__PASSAGE TO READ__
+ + + +

In the interim, Twitter filled up with jokes about the perils of letters getting mixed up (think the 2017 Oscars) and questions about why Sir Tim’s briefcase, with its faded official coat of arms, was not manacled to his wrist. Across Europe, the morning newspaper editions also had their say.
France’s Liberation declared that “we miss you already”, emblazoning the message against an English Guardsman’s bearskin; while Die Welt pictured Mrs May alone at sea in a Union flag paper boat, adding it was not too late for Britain to reverse course.
“Ze door is schtill open,” joked the cod-English headline on its front page.
History does not yet relate if Sir Tim handed the precious letter off to a colleague for safekeeping, or kept it under his chair – checking nervously every few seconds with his feet to ensure it was still there – but the ambassador could have been forgiven if at times his mind wandered away from the business in hand.

+ + + +

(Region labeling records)
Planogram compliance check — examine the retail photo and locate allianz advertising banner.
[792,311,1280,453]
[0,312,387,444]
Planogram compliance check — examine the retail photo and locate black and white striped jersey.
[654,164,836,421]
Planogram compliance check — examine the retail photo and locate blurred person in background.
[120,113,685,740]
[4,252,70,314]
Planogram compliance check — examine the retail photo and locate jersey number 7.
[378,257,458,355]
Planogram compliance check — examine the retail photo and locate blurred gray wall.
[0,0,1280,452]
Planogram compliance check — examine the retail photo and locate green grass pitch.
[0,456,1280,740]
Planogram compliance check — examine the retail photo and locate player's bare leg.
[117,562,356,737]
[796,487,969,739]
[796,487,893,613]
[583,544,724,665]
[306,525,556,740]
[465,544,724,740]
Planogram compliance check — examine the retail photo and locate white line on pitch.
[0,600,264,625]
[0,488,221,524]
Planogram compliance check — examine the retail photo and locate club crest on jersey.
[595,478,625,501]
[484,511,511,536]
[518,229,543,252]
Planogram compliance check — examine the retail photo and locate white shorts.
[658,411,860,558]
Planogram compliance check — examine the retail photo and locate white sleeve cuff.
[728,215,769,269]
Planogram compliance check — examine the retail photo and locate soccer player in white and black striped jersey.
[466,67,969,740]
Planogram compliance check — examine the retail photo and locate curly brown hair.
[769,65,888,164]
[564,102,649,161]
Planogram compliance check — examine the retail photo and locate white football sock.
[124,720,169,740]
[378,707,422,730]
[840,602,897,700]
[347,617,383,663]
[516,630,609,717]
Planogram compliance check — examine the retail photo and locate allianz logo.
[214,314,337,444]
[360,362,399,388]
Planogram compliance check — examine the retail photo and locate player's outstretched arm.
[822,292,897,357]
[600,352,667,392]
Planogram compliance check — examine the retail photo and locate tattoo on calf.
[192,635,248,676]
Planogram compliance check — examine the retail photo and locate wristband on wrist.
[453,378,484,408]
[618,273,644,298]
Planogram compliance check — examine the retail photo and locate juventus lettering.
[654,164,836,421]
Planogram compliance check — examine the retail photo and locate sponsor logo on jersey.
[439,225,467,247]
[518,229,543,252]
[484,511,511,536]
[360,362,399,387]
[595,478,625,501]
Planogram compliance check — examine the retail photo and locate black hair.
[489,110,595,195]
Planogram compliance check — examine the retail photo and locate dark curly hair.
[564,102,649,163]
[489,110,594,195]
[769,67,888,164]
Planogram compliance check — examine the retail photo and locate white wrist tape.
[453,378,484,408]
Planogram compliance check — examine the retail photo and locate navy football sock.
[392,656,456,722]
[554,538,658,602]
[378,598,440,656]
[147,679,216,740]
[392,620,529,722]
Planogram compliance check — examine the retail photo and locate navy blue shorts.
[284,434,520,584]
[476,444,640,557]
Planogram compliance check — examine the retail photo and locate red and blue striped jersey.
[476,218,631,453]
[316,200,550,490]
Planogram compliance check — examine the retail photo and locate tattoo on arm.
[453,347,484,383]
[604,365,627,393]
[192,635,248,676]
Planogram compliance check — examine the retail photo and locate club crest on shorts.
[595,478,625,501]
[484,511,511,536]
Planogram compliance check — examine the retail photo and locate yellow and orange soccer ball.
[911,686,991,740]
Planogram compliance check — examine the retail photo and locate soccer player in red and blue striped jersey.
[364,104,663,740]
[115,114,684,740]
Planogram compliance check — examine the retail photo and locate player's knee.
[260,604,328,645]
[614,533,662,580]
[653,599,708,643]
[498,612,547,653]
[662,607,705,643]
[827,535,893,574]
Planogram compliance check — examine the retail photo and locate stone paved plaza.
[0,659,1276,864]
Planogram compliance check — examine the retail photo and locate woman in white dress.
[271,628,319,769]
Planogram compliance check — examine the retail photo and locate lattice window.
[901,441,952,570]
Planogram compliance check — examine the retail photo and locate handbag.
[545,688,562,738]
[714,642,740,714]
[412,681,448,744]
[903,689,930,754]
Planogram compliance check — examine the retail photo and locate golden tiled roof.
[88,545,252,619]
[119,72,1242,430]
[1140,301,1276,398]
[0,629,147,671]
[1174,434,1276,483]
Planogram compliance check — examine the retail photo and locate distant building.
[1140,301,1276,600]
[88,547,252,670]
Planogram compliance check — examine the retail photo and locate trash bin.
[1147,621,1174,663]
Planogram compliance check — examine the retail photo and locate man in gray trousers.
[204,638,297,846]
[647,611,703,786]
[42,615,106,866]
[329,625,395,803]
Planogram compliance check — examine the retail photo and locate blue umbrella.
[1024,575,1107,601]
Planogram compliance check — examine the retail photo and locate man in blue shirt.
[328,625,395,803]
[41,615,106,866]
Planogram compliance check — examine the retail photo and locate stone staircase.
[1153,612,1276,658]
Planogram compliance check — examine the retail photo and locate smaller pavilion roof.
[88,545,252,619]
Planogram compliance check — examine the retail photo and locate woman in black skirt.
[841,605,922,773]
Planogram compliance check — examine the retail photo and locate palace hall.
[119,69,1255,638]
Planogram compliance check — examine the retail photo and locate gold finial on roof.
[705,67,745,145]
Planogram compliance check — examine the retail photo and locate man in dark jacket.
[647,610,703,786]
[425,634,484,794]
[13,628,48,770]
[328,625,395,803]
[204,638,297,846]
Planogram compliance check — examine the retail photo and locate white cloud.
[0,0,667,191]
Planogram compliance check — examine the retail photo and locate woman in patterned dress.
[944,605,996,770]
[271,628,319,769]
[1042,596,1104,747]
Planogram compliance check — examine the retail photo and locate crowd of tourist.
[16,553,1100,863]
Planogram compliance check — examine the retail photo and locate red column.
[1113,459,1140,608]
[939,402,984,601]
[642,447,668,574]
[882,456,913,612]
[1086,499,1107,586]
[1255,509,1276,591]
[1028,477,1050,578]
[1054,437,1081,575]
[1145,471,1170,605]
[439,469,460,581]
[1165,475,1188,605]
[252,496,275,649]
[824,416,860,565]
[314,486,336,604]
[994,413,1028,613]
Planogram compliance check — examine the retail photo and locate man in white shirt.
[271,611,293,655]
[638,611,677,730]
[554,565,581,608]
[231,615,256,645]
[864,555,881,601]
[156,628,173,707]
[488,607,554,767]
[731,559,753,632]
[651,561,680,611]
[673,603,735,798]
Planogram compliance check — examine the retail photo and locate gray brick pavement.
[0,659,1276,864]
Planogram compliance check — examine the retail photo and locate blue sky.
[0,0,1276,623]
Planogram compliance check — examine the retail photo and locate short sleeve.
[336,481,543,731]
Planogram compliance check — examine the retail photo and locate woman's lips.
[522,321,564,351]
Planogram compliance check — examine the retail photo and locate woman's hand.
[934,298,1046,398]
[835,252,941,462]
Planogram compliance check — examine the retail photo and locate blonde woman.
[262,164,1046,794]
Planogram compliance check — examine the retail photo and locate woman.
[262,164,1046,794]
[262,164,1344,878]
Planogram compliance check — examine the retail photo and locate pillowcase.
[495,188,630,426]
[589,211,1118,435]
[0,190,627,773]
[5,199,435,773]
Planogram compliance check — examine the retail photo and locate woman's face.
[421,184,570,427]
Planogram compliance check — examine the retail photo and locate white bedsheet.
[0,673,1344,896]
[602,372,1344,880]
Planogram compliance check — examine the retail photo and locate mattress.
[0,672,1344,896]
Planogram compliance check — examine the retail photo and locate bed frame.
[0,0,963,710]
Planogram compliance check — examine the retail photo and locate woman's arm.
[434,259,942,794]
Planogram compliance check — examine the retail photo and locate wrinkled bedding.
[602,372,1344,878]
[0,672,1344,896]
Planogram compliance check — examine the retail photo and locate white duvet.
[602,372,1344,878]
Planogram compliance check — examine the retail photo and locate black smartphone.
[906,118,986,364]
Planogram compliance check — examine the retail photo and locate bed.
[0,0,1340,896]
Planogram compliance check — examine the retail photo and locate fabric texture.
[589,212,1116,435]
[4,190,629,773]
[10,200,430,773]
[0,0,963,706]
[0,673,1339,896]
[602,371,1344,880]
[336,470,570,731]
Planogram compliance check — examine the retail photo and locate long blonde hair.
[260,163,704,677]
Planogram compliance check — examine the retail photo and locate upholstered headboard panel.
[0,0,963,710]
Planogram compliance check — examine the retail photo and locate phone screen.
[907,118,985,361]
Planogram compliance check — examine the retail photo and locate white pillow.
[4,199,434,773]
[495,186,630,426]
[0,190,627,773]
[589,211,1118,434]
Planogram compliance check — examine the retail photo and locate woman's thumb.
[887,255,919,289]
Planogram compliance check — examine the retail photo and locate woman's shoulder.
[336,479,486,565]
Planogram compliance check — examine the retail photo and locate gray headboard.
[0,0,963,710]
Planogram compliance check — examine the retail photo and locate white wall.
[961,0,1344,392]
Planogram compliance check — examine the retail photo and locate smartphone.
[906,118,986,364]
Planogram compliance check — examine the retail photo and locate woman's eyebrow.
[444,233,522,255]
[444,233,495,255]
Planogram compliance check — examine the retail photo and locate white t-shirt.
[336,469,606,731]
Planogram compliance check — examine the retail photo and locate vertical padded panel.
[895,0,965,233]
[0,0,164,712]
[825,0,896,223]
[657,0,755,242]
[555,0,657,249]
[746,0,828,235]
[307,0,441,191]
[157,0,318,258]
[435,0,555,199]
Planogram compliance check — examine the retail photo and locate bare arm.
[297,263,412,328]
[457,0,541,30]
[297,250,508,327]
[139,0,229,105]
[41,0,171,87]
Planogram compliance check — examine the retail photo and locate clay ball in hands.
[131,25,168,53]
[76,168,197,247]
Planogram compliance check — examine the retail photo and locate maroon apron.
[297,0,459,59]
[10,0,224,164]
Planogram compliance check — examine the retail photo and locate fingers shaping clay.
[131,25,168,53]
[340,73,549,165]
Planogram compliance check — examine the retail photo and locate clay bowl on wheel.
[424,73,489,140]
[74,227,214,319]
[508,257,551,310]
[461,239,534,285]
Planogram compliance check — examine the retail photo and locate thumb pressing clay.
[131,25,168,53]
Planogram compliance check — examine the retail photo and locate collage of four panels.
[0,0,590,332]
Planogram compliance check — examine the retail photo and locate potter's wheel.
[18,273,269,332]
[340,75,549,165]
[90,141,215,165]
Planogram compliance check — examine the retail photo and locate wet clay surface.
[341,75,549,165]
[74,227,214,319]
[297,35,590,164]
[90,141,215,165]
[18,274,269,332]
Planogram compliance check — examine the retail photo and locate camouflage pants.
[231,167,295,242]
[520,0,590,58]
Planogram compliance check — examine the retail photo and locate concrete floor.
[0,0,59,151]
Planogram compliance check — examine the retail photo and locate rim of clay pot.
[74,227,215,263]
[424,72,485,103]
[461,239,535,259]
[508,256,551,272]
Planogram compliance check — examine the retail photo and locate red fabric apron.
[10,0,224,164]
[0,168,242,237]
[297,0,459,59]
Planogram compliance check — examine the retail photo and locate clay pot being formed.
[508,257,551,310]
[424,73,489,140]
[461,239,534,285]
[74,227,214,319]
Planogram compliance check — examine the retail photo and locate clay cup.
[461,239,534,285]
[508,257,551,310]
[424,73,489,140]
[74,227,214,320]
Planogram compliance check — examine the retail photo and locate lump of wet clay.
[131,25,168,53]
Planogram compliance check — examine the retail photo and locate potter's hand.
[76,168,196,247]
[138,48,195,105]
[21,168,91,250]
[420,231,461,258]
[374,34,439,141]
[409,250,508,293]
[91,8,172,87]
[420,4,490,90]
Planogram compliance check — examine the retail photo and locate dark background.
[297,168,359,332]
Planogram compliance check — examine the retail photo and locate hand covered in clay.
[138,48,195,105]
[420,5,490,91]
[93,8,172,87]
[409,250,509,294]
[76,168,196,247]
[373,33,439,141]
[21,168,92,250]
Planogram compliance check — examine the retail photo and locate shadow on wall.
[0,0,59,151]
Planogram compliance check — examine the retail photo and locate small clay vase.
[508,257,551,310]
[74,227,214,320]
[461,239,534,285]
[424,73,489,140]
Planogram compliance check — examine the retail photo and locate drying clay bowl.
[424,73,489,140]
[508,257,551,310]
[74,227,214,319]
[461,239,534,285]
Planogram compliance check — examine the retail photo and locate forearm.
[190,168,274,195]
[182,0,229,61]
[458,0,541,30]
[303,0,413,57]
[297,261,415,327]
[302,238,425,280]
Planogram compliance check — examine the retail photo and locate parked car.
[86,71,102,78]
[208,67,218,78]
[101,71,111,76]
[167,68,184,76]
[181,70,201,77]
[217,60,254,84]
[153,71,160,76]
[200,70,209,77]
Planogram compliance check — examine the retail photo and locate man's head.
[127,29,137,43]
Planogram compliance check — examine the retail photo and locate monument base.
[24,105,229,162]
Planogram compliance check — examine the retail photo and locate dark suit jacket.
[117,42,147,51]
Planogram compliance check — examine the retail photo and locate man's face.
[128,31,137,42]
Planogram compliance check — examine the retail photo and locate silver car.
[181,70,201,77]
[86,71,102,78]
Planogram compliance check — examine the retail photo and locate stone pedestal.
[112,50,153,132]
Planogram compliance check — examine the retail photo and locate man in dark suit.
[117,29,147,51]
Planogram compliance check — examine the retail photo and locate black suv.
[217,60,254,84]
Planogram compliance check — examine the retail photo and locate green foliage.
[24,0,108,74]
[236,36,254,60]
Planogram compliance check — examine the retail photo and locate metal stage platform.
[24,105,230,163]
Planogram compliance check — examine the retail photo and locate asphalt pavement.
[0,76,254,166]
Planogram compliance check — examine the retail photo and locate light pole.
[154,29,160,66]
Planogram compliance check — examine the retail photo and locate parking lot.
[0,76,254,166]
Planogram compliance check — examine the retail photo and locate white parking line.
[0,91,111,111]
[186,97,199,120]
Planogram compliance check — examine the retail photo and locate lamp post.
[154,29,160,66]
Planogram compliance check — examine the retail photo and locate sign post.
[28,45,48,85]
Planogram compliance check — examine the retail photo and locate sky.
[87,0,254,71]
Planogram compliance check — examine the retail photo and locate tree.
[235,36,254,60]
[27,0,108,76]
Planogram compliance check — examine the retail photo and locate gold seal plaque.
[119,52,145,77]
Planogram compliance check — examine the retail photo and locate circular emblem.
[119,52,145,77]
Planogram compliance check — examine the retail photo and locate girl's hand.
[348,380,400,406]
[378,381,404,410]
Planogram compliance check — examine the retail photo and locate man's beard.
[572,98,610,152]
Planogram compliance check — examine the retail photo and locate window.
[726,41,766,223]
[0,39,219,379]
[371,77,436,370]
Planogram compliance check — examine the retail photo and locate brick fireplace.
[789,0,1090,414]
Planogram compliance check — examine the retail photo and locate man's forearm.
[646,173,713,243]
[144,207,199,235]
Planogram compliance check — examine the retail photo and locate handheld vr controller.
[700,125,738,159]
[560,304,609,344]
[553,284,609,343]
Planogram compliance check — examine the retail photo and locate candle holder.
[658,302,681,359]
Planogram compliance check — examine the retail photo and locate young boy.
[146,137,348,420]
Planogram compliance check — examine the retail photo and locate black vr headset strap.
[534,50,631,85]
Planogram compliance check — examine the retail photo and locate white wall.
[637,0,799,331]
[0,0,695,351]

+ + + +

__YOUR TASKS__
a - List every newspaper and social media platform named in the passage about Sir Tim's letter.
b - Resume the passage about Sir Tim's letter after its last sentence.
This listing comes from a different source.

__IN RESPONSE__
a - Twitter, Liberation, Die Welt

b -
It was an agonising four hours later – 12.45 in London – that Sir Tim was finally able to deliver the letter into the hands of Donald Tusk, the European Council president.
The moment was recorded only in an awkward still photograph, in which a grim-faced Mr Tusk is seen taking the letter gingerly in two hands, like a bomb that was about to go off.
Sir Tim remained inscrutable as ever behind perfectly trimmed white whiskers.
There was a trace of humour – perhaps a little bitter – in Mr Tusk’s official confirmation of receipt, issued on Twitter while Mrs May was still delivering her statement to the Commons.
“After nine months,” he wrote, “the UK has delivered. #Brexit.”
It was an emotional Mr Tusk who addressed the world some minutes later, expressing genuine sadness that Britain was leaving a Union that was formed a month before his own birth in April 1957.
Mr Tusk, a former Polish prime minister, recalled with passion at last weekend’s Treaty of Rome anniversary celebrations how the EU had delivered security and freedoms that he’d spent half his life fight for while growing up behind the Iron Curtain.
While expressing regret at Britain’s decision to leave, he promised that the EU 27 would remain united during the “difficult” negotiations ahead and defend the interests of that Union.
“There is nothing to win in this process - for both sides - and in essence this is about damage control,” he said.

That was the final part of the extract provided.